* _Exercise_:
Print every entry again, precisely as written.

Source material START

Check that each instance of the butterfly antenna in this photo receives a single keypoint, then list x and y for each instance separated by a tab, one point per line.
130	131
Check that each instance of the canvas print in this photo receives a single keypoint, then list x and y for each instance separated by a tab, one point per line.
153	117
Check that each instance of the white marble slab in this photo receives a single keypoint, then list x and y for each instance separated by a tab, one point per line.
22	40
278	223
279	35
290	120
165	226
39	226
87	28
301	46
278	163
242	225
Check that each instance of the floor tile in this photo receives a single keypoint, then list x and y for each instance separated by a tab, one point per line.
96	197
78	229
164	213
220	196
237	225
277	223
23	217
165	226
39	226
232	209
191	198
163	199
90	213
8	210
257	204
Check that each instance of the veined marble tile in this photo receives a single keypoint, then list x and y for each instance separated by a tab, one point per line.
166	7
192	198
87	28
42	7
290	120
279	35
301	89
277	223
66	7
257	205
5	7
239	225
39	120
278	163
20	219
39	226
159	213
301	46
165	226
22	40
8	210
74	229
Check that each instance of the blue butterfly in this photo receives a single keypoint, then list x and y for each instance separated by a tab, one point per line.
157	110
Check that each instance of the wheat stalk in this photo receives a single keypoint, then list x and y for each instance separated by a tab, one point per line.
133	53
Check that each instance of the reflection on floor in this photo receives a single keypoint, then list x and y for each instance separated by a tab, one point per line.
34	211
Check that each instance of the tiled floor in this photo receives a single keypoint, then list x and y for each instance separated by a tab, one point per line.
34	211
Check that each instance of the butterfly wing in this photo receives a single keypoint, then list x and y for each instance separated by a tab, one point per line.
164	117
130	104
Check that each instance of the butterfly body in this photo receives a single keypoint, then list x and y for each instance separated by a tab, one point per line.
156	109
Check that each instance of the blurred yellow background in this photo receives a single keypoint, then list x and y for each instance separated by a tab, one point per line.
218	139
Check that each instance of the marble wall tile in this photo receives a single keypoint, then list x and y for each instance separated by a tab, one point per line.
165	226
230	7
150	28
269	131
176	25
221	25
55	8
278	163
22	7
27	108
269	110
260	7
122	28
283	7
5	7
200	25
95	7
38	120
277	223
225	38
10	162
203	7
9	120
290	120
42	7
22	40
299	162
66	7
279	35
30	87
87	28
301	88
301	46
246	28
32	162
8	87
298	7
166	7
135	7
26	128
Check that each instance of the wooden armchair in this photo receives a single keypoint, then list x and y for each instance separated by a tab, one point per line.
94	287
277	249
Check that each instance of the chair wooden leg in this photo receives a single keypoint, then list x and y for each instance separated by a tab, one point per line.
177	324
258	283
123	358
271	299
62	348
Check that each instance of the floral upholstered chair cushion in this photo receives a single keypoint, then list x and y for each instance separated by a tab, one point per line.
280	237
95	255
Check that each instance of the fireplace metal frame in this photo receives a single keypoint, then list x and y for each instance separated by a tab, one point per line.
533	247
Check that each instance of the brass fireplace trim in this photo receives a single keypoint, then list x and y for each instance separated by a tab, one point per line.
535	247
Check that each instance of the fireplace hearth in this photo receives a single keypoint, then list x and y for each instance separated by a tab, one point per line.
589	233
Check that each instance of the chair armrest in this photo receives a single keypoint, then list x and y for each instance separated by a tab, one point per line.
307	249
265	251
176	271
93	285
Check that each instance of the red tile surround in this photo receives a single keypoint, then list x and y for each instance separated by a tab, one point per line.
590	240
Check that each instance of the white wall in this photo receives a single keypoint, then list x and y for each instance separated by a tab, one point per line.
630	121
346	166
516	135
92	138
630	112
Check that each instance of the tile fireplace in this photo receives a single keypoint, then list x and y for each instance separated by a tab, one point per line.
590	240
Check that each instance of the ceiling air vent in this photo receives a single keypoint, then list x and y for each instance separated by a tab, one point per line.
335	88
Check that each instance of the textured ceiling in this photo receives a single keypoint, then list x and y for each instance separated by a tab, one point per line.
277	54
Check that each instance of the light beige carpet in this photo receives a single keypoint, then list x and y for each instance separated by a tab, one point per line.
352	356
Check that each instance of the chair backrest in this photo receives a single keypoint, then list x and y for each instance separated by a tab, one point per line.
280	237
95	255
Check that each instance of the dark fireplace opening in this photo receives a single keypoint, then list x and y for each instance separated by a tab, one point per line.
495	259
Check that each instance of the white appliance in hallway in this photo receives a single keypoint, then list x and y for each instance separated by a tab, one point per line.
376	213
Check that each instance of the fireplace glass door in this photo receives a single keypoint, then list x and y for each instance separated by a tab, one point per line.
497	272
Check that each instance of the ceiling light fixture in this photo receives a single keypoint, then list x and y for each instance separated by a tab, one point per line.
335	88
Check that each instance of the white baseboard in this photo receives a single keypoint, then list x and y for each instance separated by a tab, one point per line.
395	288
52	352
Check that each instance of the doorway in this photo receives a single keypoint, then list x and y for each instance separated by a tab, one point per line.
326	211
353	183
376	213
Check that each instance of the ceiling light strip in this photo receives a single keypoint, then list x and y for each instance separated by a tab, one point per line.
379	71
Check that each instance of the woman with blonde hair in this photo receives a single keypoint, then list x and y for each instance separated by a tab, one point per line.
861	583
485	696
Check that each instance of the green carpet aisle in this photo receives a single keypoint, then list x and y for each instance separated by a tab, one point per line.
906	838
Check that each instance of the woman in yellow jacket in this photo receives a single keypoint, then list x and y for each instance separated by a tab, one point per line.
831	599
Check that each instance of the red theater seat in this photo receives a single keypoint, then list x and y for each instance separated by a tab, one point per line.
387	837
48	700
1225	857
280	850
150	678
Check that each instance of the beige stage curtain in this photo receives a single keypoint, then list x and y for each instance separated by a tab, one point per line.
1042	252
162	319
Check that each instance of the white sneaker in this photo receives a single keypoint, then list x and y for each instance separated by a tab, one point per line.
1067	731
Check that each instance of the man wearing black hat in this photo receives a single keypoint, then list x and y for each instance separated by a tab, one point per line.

Source material END

* _Exercise output_:
Check that each instance of the butterfly antenna in this photo receives a single keypoint, then list x and y for each instance separated by a tab, one point per line.
130	131
Check that each instance of the canvas print in this photo receives a single keypoint, then list x and y for each instance separated by a tab, one point per line.
153	117
Check that each instance of the white marble slab in this photo receives a single keypoint, then list x and y for each instance separated by a tab, one point per line.
22	40
278	223
279	35
290	120
165	226
39	226
87	28
301	46
278	163
242	225
Check that each instance of the floor tile in this photo receives a single keypoint, then list x and y for each instance separated by a tab, one point per line.
96	197
78	229
164	213
220	196
237	225
277	223
23	217
165	226
39	226
232	209
191	198
163	199
90	213
8	210
257	204
Check that each instance of the veined marble tile in this photo receives a single keypoint, then list x and y for each instance separated by a tab, one point per line.
166	7
192	198
87	28
42	7
290	120
279	35
301	89
277	223
66	7
257	205
5	7
239	225
39	120
278	163
20	219
39	226
159	213
301	46
165	226
22	40
8	210
74	229
Check that each instance of the blue butterfly in this photo receives a single keypoint, then list x and y for each instance separated by a tab, one point per line.
157	110
Check that each instance of the wheat stalk in this photo receives a single keypoint, then list x and y for each instance separated by a tab, one point per line.
133	53
Check that each instance of the reflection on floor in this photo receives a single keypoint, then list x and y for each instance separated by a tab, one point per line.
34	211
Check that each instance of the tiled floor in this photo receives a single keypoint, then list x and y for each instance separated by a tab, one point per line.
34	211
Check that each instance of the butterfly wing in this photo receives a single keypoint, then list x and y for each instance separated by a tab, one point per line.
164	117
130	104
Check that each instance of the butterfly body in this photo receives a single keypoint, then list x and y for each instance separated by a tab, one point per line.
156	109
Check that each instance of the blurred yellow background in this photo receives a single keypoint, then list x and y for each instance separated by a tab, one point per line.
218	139
Check that each instance of the marble wall tile in this photo receives a single keypoint, then list x and y for each instance separated by a tab, one point per line.
165	226
230	7
150	28
269	131
176	25
221	25
55	8
278	163
22	7
27	108
269	110
260	7
122	28
283	7
5	7
200	25
95	7
38	120
277	223
225	38
10	162
203	7
9	120
290	120
42	7
22	40
299	162
66	7
279	35
30	87
87	28
301	88
301	46
246	28
32	162
8	87
298	7
166	7
135	7
26	128
Check that each instance of the wooden armchair in this photo receives a single keypoint, then list x and y for each instance separated by a tab, one point per line.
94	287
277	249
Check that each instance of the chair wooden leg in this photo receives a single keypoint, then list x and y for each instance separated by a tab, one point per line.
177	324
258	283
123	358
271	299
62	348
Check that each instance of the floral upholstered chair cushion in this photo receives a single keypoint, then list x and y for each instance separated by a tab, one point per line.
280	237
95	255
Check that each instance of the fireplace metal frame in this photo receives a single keypoint, then list x and y for each instance separated by a tab, one point per line.
533	247
Check that each instance of the brass fireplace trim in this photo receives a single keypoint, then list x and y for each instance separated by a tab, one point per line.
535	247
Check that each instance of the fireplace hearth in this photo receives a single keypoint, then list x and y for each instance separated by a tab, one point per line.
589	233
Check that each instance of the chair armrest in this photo receives a single keypoint, then list x and y for each instance separated by a tab, one point per line.
307	249
265	251
176	271
93	285
Check that each instance of the red tile surround in this photo receives a single keypoint, then list x and y for each instance separated by a tab, one point per line.
590	240
Check that each instance of the white wall in this photo receives a single keypoint, then list x and y for each instance separated by a tab, one point per line.
630	121
346	166
516	135
92	138
630	112
Check that each instance of the tile fireplace in this photo receives a single keypoint, then list x and y for each instance separated by a tab, one point per line.
590	240
Check that each instance of the ceiling air vent in this photo receives a single keypoint, then list x and y for each instance separated by a tab, one point per line.
335	88
Check that each instance of the textured ceiling in this photo receives a single keypoint, then list x and y for each instance separated by a tab, one point per line.
277	54
Check that each instance of the light beige carpet in this photo receives a single keypoint, then list x and y for each instance separated by a tab, one point per line.
352	356
Check that each instance of the chair backrest in this photo receives a single keypoint, then list x and y for each instance separated by a tab, one point per line.
280	237
95	255
Check that each instance of the dark fireplace opening in this photo receives a single keypoint, then list x and y for each instance separated by a tab, one point per line.
495	259
Check that each instance of the white appliance in hallway in this photo receives a single keypoint, then list x and y for each instance separated by a tab, one point per line.
376	213
Check that each instance of the fireplace glass door in this photo receives a single keypoint, then list x and y for each instance separated by a tab, one point per line.
497	272
Check that each instance of the ceiling light fixture in this photo receives a single keypoint, then list x and y for each instance separated by a tab, one point per line.
335	88
Check that each instance of the white baseboard in this photo receives a single keypoint, then list x and y for each instance separated by a tab, one point per line.
395	288
52	352
Check that each instance of the doorway in this photo receives a single keypoint, then list x and y for each instance separated by a tab, one point per line.
326	211
353	183
376	213
Check that each instance of the ceiling light strip in this photo receives a single keypoint, then list x and y for each instance separated by a tab, one point per line.
379	71
Check that each instance of the woman with blonde hair in this photo receives a single keypoint, then list x and y for each instance separated by a tab, one point per line.
861	583
485	696
Check that each instance of the green carpet aisle in this photo receives a single keypoint, then list x and y for each instance separated by a tab, one point per line.
906	838
Check that each instance of the woman in yellow jacket in this photo receives a single keypoint, then list x and y for each instance separated by a tab, one point per line.
831	599
Check that each instance of the red theater seat in this photo receives a single keypoint, then list x and y for each instance separated by a tab, one point per line.
387	837
48	700
1225	857
280	850
150	678
Check that each instance of the beige stage curtain in this photo receives a single keypoint, then list x and y for each instance separated by a tab, one point per line.
1042	252
162	319
Check that each instance of the white sneaker in this photo receives a single keypoint, then list x and y for each instance separated by a tab, one point per line.
1067	731
Check that each instance of the man wearing black hat in this photo receives a single keypoint, then list x and y for each instance separated by a tab, one point per line.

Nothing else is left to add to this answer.